[begin PAGE EXTRACT]

Some might say that a film like this defies serious criticism, and there is some truth to that. However, in this case, a plot synopsis in of itself functions as a sufficient review.

Little Tyler is a young boy of an indiscernible age, sometimes going through puberty, whilst at other times playing with toy trains and planning his pet dog’s birthday party. Said dog (which by the way is actually named Dog. No, really) is his only friend in the whole world. He does however have a positive relationship with his parents, who, rather than encouraging their son to make friends with people of his own species, facilitate his unhealthy fixation with his pet.

One day, in a sequence straight out of a Final Destination film, a series of unfortunate coincidences lead to Dog’s untimely death. Bereaved and inconsolable, Tyler refuses to move on, causing his scientist father, named Tom, to fall behind on his work creating a new ‘super battery’. When Tom goes into work the next day (at a scientific corporation populated by roughly five scientists), he attempts to catch up on the development of his world changing product. However, part way through his work, he is interrupted by the theme music of his boss. That is genuinely what happens by the way. Anyway, he is forced into rushing his experiments for indiscernible reasons and ultimately loses his job.

[end PAGE EXTRACT]
[begin DATASET SECTION]

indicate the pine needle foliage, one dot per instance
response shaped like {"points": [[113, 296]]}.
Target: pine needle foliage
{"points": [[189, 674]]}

[end DATASET SECTION]

▸ TASK: Output the film review above word for word, from start to finish.

▸ ANSWER TO THE EXERCISE:
Some might say that a film like this defies serious criticism, and there is some truth to that. However, in this case, a plot synopsis in of itself functions as a sufficient review.

Little Tyler is a young boy of an indiscernible age, sometimes going through puberty, whilst at other times playing with toy trains and planning his pet dog’s birthday party. Said dog (which by the way is actually named Dog. No, really) is his only friend in the whole world. He does however have a positive relationship with his parents, who, rather than encouraging their son to make friends with people of his own species, facilitate his unhealthy fixation with his pet.

One day, in a sequence straight out of a Final Destination film, a series of unfortunate coincidences lead to Dog’s untimely death. Bereaved and inconsolable, Tyler refuses to move on, causing his scientist father, named Tom, to fall behind on his work creating a new ‘super battery’. When Tom goes into work the next day (at a scientific corporation populated by roughly five scientists), he attempts to catch up on the development of his world changing product. However, part way through his work, he is interrupted by the theme music of his boss. That is genuinely what happens by the way. Anyway, he is forced into rushing his experiments for indiscernible reasons and ultimately loses his job.